- DATASET EXTRACT -
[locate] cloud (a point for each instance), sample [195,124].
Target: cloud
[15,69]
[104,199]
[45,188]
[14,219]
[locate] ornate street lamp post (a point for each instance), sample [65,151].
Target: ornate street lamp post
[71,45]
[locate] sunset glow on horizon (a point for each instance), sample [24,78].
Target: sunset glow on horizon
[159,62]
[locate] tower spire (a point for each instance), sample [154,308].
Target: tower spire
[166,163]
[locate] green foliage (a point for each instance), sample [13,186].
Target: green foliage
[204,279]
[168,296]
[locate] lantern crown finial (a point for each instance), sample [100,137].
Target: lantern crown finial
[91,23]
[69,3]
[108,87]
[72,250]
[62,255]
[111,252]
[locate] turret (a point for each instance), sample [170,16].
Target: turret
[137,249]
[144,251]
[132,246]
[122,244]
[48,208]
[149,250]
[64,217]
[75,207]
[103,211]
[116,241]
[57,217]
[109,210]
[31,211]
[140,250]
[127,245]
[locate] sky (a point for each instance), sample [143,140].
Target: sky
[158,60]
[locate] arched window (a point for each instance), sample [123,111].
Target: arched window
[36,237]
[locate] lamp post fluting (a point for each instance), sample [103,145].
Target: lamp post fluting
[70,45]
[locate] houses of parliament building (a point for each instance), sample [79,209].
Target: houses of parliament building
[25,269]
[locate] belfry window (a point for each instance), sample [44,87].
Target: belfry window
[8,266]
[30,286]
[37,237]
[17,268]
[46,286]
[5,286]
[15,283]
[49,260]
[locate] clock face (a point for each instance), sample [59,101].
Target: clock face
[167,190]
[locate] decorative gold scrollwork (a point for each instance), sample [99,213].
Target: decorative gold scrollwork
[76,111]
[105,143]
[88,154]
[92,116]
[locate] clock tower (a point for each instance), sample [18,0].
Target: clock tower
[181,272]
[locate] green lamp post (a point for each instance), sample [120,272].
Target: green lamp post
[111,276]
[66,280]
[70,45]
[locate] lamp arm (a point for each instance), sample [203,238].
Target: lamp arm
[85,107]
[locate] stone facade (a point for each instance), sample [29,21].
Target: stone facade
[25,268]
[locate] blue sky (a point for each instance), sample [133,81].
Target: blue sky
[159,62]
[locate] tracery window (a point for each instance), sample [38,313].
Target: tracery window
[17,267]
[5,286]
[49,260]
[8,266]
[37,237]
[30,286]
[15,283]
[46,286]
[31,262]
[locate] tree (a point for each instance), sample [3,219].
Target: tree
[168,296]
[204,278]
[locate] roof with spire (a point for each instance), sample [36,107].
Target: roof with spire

- PROMPT -
Exactly and only the lines from the one containing "[locate] green lamp" to the end of the entries above are to be written out.

- SOLUTION -
[locate] green lamp post (a point for each instance), sample [120,272].
Target: green lamp post
[111,276]
[66,280]
[70,45]
[locate] lamp arm (a point for each instance), sample [203,238].
Target: lamp arm
[85,107]
[locate] stone facade (a point for each instance), sample [29,21].
Target: stone facade
[25,268]
[locate] blue sky (a point for each instance), sample [133,81].
Target: blue sky
[159,62]
[locate] tracery window (a point for each instance), sample [38,313].
Target: tracery window
[17,267]
[5,286]
[49,260]
[8,266]
[37,237]
[30,286]
[15,283]
[46,286]
[31,262]
[locate] tree (a point for each instance), sample [3,219].
Target: tree
[168,296]
[204,278]
[locate] roof with spire (a point for each instance), sample [36,107].
Target: roof with spire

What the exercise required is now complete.